→ **Given exercise**:
Only the lines from the line holding "Where in this photo can the woman's" to the last line should be output, each exactly as given.

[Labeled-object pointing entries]
↓↓↓

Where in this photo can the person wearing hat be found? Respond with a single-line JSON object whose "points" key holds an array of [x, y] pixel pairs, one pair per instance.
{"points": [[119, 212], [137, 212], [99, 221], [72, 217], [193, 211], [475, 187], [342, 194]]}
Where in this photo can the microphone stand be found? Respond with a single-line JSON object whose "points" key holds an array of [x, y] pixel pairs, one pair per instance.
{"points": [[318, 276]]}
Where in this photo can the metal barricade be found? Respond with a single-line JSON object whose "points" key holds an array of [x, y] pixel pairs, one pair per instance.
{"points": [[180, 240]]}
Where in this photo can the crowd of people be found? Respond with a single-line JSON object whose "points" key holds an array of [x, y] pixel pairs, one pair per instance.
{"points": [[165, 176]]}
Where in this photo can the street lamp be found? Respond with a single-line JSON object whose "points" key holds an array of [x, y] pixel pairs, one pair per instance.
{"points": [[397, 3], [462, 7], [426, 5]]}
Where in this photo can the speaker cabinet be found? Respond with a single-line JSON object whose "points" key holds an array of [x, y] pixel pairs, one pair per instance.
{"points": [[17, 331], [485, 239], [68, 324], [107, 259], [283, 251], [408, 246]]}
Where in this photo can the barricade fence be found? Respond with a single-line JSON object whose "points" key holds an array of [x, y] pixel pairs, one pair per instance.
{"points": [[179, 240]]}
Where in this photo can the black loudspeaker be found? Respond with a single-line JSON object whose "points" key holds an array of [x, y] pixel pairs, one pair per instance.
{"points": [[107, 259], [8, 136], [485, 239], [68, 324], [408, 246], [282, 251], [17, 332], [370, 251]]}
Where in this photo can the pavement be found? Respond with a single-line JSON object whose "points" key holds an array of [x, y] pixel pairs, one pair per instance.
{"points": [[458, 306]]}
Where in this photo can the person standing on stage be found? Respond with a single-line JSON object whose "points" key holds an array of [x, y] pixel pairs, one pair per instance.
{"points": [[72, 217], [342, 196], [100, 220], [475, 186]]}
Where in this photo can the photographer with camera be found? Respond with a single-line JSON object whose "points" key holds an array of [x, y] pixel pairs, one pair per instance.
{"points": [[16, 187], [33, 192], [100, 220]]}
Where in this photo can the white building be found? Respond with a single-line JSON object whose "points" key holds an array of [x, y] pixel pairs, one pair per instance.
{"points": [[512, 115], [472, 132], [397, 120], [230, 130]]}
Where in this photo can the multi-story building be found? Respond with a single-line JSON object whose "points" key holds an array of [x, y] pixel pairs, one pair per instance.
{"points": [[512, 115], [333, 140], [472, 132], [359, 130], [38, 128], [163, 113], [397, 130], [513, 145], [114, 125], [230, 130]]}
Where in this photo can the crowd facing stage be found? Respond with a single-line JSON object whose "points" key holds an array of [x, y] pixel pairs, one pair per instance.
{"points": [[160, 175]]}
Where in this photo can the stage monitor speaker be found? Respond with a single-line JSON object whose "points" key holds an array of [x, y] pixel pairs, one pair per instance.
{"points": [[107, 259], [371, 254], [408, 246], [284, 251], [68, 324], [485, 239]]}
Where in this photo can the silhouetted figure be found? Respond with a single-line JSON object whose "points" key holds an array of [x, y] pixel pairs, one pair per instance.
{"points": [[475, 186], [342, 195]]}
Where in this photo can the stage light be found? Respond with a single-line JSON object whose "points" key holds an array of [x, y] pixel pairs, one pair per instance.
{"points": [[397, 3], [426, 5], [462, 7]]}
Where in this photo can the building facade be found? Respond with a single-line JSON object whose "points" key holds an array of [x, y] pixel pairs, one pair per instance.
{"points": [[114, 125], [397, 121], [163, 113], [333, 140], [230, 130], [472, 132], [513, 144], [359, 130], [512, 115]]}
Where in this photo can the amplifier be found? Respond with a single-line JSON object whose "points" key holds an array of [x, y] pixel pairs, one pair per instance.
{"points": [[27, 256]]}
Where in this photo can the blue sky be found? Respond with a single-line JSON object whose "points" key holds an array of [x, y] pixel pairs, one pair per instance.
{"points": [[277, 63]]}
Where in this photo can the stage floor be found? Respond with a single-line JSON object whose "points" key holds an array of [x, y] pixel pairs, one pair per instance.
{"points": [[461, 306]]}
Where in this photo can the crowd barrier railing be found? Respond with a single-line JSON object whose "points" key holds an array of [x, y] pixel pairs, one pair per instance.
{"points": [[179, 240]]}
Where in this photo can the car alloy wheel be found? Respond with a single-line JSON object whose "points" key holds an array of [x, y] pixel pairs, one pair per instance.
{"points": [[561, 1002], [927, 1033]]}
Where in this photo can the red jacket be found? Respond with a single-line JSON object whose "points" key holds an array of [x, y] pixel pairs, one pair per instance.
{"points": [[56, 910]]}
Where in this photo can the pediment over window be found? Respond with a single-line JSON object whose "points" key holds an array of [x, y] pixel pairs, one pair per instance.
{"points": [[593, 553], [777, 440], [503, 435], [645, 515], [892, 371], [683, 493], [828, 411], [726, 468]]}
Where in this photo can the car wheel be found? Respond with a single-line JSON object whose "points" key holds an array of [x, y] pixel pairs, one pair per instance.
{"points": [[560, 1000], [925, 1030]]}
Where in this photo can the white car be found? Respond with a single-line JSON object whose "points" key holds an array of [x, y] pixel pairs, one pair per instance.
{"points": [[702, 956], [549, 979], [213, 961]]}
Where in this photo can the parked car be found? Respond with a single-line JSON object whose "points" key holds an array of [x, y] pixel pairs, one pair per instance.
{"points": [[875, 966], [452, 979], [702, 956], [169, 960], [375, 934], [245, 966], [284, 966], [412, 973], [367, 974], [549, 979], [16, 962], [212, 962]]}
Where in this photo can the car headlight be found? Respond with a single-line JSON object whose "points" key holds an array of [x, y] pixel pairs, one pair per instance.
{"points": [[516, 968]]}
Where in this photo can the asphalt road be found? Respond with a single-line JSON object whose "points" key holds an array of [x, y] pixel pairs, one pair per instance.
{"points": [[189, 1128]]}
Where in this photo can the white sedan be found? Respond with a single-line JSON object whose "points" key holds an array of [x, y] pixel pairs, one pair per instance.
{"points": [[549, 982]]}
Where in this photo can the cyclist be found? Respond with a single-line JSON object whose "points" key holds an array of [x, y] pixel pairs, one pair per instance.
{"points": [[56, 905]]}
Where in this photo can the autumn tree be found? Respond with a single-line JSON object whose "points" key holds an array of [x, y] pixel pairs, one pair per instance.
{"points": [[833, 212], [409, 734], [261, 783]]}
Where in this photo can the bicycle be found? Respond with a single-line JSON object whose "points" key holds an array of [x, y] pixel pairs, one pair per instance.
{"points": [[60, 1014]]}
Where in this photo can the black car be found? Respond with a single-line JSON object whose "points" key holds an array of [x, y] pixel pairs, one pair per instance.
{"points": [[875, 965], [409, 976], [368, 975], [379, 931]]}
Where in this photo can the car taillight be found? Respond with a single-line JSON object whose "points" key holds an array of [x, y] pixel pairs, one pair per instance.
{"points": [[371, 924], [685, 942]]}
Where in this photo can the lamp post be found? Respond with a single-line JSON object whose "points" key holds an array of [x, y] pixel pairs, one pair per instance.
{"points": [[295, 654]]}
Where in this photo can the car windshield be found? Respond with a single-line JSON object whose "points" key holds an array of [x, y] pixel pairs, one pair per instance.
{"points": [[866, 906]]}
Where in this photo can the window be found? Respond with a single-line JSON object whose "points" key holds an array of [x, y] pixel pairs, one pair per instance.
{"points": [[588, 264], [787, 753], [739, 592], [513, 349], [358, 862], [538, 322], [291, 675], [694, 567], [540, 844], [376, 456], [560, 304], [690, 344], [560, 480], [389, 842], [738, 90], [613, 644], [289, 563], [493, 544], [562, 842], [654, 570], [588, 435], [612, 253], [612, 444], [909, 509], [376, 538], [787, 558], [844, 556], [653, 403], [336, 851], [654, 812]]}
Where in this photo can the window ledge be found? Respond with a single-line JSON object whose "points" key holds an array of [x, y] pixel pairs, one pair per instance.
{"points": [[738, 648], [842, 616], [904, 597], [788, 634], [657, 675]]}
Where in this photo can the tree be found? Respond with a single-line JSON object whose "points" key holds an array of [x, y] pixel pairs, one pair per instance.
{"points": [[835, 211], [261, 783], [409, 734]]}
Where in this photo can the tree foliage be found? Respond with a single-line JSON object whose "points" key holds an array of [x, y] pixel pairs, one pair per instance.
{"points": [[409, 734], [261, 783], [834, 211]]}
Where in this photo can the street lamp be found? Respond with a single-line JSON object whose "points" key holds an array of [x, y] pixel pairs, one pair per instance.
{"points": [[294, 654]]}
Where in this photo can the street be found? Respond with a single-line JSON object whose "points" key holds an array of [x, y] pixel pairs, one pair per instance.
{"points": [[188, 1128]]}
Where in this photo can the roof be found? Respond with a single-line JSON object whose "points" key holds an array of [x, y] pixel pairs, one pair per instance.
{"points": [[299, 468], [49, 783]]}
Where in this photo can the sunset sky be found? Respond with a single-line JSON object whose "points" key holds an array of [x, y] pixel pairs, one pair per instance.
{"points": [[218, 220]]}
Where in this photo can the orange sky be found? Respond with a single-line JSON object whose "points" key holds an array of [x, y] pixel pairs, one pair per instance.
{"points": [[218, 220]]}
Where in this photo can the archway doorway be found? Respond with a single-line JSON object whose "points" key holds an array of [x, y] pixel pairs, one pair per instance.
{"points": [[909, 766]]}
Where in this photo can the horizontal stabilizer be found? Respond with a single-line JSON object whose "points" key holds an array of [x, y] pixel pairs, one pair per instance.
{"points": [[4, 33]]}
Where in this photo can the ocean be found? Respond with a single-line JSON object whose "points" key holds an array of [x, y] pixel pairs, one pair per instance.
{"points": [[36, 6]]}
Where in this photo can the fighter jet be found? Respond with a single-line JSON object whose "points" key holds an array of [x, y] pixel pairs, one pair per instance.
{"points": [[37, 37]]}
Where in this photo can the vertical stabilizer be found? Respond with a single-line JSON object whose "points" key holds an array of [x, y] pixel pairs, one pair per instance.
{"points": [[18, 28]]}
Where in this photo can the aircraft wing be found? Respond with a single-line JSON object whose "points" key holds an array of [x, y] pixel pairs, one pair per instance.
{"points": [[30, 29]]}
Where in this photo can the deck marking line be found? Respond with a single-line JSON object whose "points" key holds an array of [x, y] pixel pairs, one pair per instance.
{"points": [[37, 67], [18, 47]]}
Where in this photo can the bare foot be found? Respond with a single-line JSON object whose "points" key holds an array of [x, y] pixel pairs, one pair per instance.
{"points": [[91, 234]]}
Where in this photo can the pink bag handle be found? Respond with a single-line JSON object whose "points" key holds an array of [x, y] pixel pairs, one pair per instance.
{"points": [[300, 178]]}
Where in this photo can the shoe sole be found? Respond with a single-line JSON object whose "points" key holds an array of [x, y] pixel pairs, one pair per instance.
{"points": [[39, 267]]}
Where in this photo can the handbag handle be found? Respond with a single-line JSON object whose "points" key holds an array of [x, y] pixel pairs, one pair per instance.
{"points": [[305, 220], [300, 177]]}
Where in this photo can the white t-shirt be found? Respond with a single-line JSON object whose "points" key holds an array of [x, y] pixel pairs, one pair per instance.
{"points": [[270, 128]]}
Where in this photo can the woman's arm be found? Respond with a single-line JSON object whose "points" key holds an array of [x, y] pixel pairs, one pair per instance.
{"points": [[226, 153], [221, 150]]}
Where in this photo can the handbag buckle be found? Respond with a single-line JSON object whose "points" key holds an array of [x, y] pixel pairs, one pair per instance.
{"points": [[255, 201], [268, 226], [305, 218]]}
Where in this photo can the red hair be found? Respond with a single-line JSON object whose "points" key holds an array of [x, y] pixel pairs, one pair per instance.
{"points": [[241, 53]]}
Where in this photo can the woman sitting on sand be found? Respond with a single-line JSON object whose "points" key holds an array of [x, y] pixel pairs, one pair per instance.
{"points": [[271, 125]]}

↑↑↑

→ **Written solution**:
Where in this photo can the woman's arm be found? Respond with a single-line JSON object whose "points" key holds an array of [x, y] pixel pairs, one pair per instance.
{"points": [[226, 153], [221, 150]]}
Where in this photo can the handbag buckle be found? Respond with a single-line JSON object whose "points" key holds an array of [x, y] pixel pairs, one pair per instance.
{"points": [[255, 201], [268, 226], [305, 218]]}
Where in this photo can the red hair be found? Respond with a single-line JSON object whose "points" key holds an array of [x, y] pixel pairs, one pair per instance.
{"points": [[241, 53]]}
Where in this photo can the woman sitting on sand be found? Respond with a single-line JSON object whose "points" key holds an array of [x, y] pixel pairs, one pair per instance.
{"points": [[271, 125]]}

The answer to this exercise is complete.